**本文:**

• • • • •

変形性股関節症

症状

主な症状は歩行時の足の付け根の痛みです。症状が進むと変形が生じ、股関節の動きも制限され、靴下をはいたり、和式トイレが困難になります。

初期

立ち上がりや歩き始めに足の付け根の痛みが生じ、歩いていると軽快してきます。痛みはありますが、運動制限はあまり見られません。

進行期

歩行時や動作中に痛みが強くなります。また、靴下をはいたり、足の爪切り、 正座や和式トイレなどが、難しくなるなど、股関節の運動制限が見られます。

末期

足の付け根が伸びなくなり、膝頭が外を向くようになります。 また左右の足の長さも違ってくることで、歩行異常がみられます。(=脚短縮による硬性墜下性歩行)

原因

発症年齢は40〜50歳代、女性に多く、男性の7倍と言われています。

原因は先天性股関節脱臼の後遺症や股関節(臼蓋)の形成不全、臼蓋と大腿骨頭の擦れ(インピンジメント)、外傷が主なものです。
特に、先天性股関節脱臼や臼蓋形成不全が原因で長い年月のうちに変形性股関節症となるケースが90%を占めています。親戚や親兄弟に先天性股関節脱臼や股関節疾患の患者がいる場合には、股関節形成不全の可能性があります。

診断

問診や診察などのあとで、股関節の可動域制限やレントゲン写真をみて診断します。必要に応じてCTとMRIなどの検査を行います。

治療

予防

  • 近親者に股関節脱臼の患者がいる場合には、かかりつけの整形外科でみてもらう必要があります。
  • 体重の増加に十分注意します。
  • 下肢を広げる筋肉(中殿筋)をゴムチューブを使用し強化します。

治療

  • 日常生活での注意
    ダイエットに心がけ、日常の歩行では杖をつきます。
  • 運動療法
    水中歩行や水泳などで臀部周囲の筋力増強を行います。
  • 投薬
    痛みが強い場合は、消炎鎮痛剤の内服や外用薬が有効です。
  • 手術
    股関節の状態にもよりますが、股関節の形成術や変形が高度な場合には人工関節手術を行うこともあります。

• • • • •

**作業課題 A:**
本文によると、変形性股関節症は女性に多く、男性の何倍と言われているか。
**作業課題 B:**
本文の「特に、先天性股関節脱臼や臼蓋」から「MRIなどの検査を行います。」までを、両端を含めてそのまま引用してください。
記録は参照しなくてかまいません。

• • • • •

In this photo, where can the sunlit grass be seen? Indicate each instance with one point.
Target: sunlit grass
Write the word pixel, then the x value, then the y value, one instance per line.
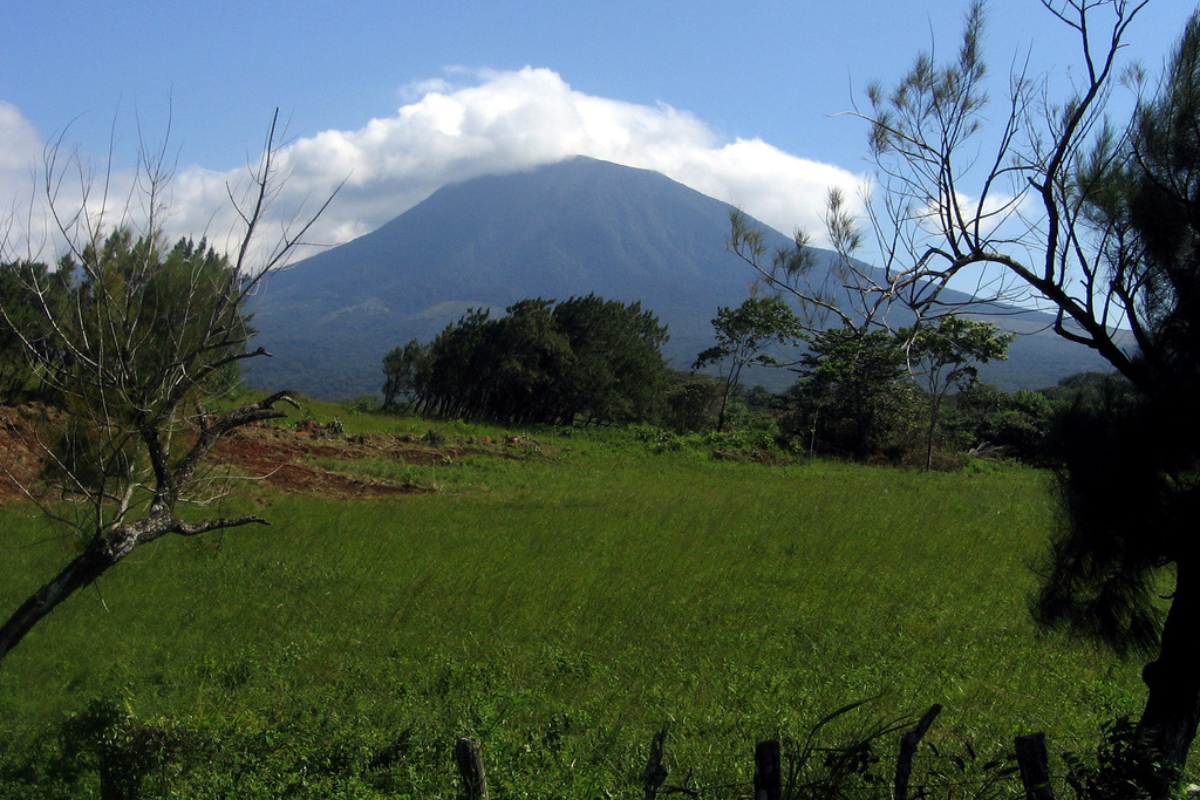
pixel 583 599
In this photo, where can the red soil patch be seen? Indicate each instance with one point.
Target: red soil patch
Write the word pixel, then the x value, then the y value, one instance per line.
pixel 271 456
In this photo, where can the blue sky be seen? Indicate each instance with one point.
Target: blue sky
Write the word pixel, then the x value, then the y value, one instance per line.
pixel 738 100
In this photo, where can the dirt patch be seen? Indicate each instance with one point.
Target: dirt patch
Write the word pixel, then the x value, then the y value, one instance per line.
pixel 271 456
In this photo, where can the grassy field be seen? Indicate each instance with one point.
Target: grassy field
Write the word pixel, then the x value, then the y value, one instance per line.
pixel 562 607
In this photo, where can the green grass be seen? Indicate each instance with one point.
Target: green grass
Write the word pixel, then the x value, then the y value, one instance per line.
pixel 563 607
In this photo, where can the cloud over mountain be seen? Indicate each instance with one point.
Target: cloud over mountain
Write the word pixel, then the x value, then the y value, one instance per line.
pixel 473 124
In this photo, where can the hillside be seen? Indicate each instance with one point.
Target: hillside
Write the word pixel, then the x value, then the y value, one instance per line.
pixel 573 228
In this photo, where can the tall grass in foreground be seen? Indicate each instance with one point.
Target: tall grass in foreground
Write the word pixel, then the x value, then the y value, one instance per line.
pixel 563 609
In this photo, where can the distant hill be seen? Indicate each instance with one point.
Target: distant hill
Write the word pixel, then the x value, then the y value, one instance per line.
pixel 573 228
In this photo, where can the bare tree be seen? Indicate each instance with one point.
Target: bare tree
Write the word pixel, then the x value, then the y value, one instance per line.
pixel 142 337
pixel 1044 200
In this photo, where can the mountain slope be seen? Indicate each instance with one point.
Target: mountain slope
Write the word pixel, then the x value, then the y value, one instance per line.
pixel 573 228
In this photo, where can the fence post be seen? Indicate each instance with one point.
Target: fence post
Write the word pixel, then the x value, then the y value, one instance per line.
pixel 909 743
pixel 471 765
pixel 655 770
pixel 768 777
pixel 1035 764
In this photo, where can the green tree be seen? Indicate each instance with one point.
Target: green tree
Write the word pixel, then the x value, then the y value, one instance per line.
pixel 401 367
pixel 587 359
pixel 853 395
pixel 742 334
pixel 618 373
pixel 1048 199
pixel 945 358
pixel 145 336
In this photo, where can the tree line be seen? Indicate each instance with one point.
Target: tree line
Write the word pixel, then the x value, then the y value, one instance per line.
pixel 585 359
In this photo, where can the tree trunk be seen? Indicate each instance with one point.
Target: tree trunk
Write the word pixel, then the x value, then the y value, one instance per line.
pixel 1173 704
pixel 82 571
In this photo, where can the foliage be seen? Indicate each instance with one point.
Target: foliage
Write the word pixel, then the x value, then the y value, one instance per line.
pixel 853 398
pixel 1121 768
pixel 743 332
pixel 694 403
pixel 586 359
pixel 1048 199
pixel 946 358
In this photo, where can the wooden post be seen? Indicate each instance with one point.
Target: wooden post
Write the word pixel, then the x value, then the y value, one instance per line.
pixel 471 765
pixel 1035 764
pixel 655 770
pixel 909 743
pixel 768 776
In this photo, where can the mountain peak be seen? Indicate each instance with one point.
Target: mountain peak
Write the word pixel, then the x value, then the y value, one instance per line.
pixel 570 228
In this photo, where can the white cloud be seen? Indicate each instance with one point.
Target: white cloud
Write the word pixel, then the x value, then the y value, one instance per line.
pixel 499 122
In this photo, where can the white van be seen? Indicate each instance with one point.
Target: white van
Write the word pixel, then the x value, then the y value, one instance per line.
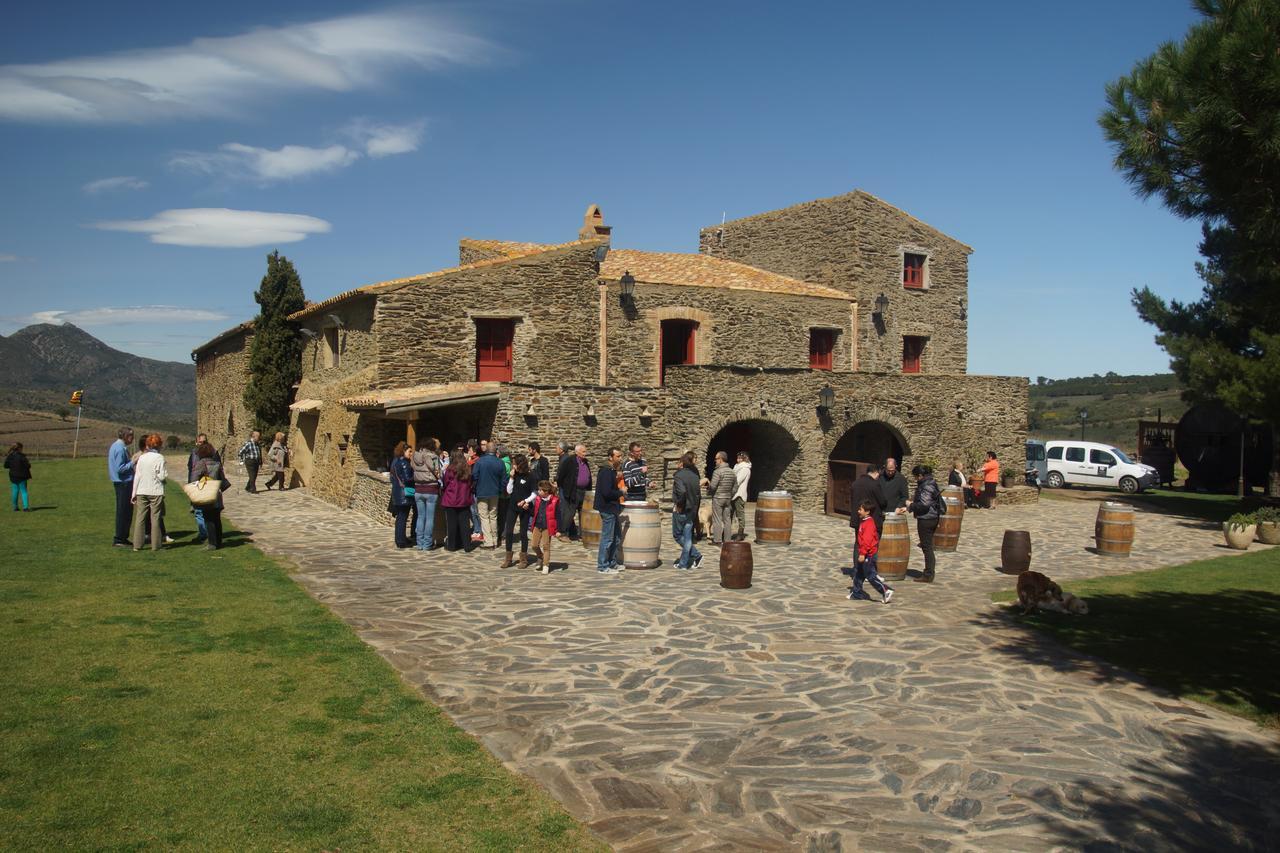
pixel 1093 464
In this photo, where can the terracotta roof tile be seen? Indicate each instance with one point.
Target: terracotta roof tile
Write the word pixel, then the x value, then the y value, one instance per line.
pixel 704 270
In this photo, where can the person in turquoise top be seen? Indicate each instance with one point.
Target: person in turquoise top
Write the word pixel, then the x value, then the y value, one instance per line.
pixel 119 468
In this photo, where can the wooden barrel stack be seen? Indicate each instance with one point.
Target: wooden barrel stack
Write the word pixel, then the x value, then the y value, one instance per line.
pixel 736 565
pixel 589 521
pixel 641 537
pixel 773 518
pixel 1112 532
pixel 947 536
pixel 895 551
pixel 1015 552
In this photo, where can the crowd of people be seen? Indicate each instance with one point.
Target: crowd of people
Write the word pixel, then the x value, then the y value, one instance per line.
pixel 492 498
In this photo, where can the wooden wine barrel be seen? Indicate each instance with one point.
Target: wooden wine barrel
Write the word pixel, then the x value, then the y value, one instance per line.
pixel 895 551
pixel 589 521
pixel 1112 532
pixel 1015 552
pixel 641 534
pixel 736 565
pixel 947 537
pixel 773 518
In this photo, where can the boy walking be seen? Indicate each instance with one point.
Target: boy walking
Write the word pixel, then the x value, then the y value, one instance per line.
pixel 864 556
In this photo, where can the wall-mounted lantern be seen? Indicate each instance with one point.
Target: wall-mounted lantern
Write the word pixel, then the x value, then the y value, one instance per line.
pixel 881 306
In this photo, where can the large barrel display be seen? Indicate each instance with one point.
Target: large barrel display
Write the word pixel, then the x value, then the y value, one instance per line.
pixel 589 521
pixel 775 515
pixel 947 536
pixel 1207 441
pixel 895 551
pixel 641 534
pixel 736 565
pixel 1112 532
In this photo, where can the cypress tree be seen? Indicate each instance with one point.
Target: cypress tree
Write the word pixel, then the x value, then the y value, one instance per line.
pixel 275 357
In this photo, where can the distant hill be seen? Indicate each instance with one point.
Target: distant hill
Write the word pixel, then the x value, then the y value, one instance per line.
pixel 1115 405
pixel 40 365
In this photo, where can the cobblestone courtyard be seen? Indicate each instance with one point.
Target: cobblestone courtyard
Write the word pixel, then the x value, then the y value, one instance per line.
pixel 670 714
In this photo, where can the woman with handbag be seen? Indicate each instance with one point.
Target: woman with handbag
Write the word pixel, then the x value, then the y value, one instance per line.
pixel 206 468
pixel 402 491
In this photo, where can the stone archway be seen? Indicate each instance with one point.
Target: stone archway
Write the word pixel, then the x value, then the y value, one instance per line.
pixel 865 442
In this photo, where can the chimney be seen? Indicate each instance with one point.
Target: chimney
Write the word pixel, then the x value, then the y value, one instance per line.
pixel 593 224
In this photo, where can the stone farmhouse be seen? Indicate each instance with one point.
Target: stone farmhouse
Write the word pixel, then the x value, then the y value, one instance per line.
pixel 817 337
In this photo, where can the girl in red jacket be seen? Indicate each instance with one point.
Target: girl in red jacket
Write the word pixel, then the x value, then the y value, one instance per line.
pixel 864 556
pixel 544 524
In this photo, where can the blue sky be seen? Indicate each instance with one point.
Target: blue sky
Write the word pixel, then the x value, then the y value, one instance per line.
pixel 154 154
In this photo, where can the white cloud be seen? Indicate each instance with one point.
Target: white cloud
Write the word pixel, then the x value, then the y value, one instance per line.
pixel 124 315
pixel 123 182
pixel 248 163
pixel 222 228
pixel 220 76
pixel 385 140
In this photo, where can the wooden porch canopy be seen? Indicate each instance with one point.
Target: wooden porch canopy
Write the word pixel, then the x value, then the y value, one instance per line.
pixel 406 402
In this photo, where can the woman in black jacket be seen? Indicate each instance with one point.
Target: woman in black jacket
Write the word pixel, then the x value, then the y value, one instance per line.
pixel 19 471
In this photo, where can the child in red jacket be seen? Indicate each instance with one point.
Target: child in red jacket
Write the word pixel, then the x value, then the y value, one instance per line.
pixel 544 524
pixel 864 556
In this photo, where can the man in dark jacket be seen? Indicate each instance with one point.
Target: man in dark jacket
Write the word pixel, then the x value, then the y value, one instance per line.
pixel 892 487
pixel 867 488
pixel 927 509
pixel 608 503
pixel 686 497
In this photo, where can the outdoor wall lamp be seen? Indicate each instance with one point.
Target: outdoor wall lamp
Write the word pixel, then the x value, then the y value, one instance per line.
pixel 826 397
pixel 881 305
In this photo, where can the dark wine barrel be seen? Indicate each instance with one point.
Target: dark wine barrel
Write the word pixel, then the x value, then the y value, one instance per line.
pixel 947 536
pixel 736 565
pixel 773 518
pixel 895 551
pixel 1015 552
pixel 1112 532
pixel 589 521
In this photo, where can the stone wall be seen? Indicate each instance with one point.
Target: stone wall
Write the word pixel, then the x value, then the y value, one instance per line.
pixel 222 374
pixel 735 327
pixel 426 331
pixel 855 243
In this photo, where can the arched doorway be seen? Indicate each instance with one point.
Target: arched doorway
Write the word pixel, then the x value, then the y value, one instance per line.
pixel 869 441
pixel 771 447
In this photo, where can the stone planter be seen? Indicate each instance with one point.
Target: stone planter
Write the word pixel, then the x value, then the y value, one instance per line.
pixel 1238 537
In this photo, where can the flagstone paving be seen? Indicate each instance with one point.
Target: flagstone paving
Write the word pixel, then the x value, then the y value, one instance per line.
pixel 670 714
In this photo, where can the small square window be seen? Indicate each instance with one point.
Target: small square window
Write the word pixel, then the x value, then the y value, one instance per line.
pixel 913 270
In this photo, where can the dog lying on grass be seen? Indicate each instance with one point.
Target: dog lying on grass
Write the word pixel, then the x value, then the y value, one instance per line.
pixel 1036 591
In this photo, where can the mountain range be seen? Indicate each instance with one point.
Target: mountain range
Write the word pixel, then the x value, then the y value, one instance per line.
pixel 41 364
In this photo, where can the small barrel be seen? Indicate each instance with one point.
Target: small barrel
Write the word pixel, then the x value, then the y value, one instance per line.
pixel 947 537
pixel 895 550
pixel 736 565
pixel 773 518
pixel 641 534
pixel 1112 532
pixel 1015 552
pixel 589 521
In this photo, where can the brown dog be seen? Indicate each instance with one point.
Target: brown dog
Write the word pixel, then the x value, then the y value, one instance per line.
pixel 1036 591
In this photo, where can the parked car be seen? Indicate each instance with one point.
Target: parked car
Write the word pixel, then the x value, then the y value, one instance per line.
pixel 1093 464
pixel 1037 469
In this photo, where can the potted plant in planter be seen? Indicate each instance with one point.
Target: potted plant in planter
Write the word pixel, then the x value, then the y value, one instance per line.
pixel 1239 530
pixel 1269 524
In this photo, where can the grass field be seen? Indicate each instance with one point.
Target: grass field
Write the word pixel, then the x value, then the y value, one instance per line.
pixel 1206 630
pixel 197 699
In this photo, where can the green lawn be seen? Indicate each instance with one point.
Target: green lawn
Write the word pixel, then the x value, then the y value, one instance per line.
pixel 1207 630
pixel 200 699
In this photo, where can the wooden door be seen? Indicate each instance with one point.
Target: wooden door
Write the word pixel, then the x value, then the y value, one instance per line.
pixel 493 350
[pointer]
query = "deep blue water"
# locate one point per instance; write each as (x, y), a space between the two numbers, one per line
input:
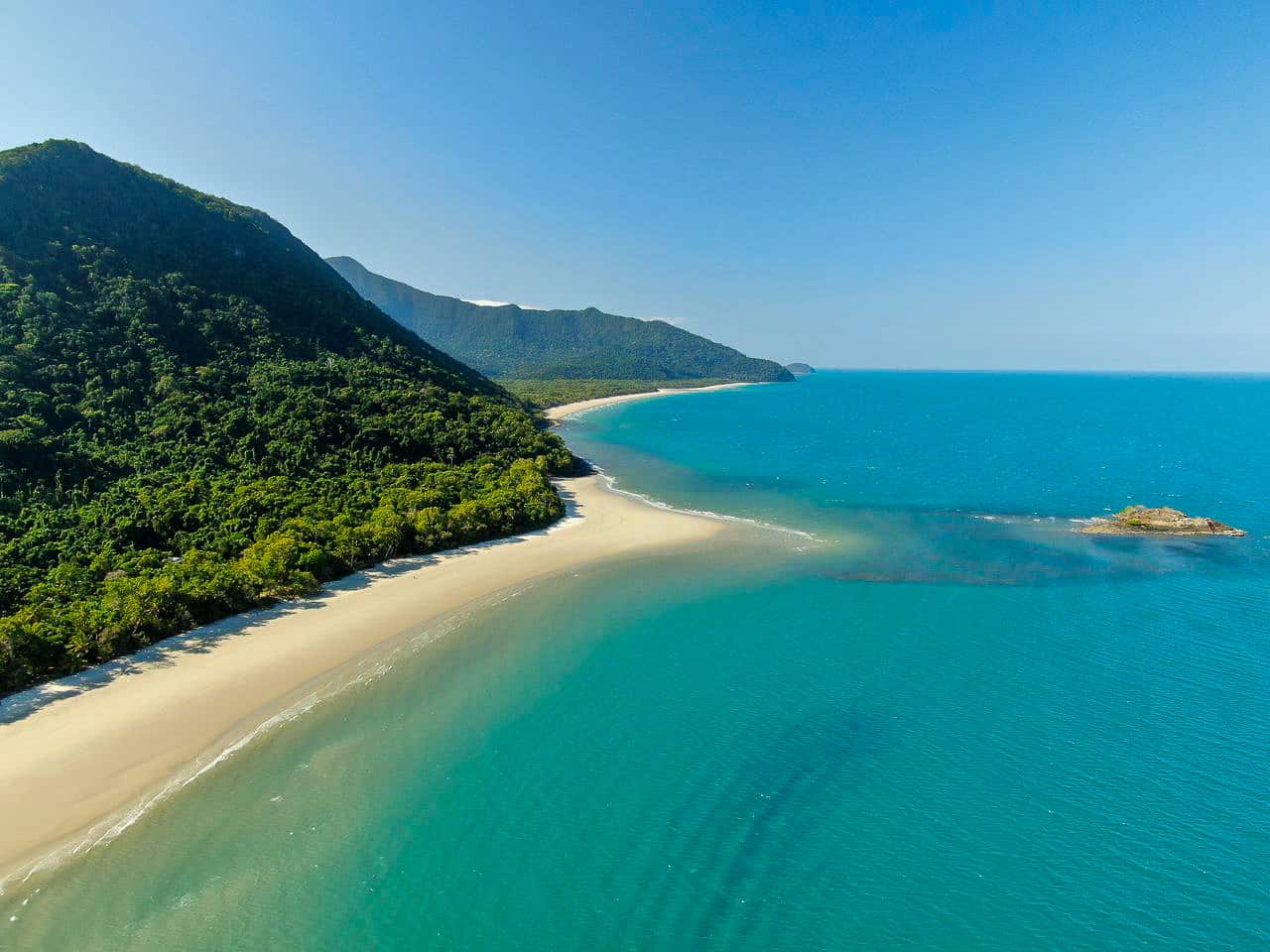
(945, 722)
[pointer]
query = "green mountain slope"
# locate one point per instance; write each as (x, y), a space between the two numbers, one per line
(517, 343)
(197, 416)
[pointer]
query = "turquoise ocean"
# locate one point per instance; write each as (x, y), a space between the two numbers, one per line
(898, 703)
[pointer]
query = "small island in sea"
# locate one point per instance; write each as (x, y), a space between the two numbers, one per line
(1142, 521)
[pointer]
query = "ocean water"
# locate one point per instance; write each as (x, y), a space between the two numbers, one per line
(924, 714)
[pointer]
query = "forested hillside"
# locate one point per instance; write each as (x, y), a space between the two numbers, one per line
(525, 344)
(197, 416)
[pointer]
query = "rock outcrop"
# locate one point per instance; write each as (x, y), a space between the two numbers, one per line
(1162, 521)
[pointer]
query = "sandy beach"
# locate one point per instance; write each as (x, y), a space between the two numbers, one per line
(81, 753)
(559, 413)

• • • • •

**解答欄 A:**
男性の7倍です。

**解答欄 B:**
特に、先天性股関節脱臼や臼蓋形成不全が原因で長い年月のうちに変形性股関節症となるケースが90%を占めています。親戚や親兄弟に先天性股関節脱臼や股関節疾患の患者がいる場合には、股関節形成不全の可能性があります。

診断

問診や診察などのあとで、股関節の可動域制限やレントゲン写真をみて診断します。必要に応じてCTとMRIなどの検査を行います。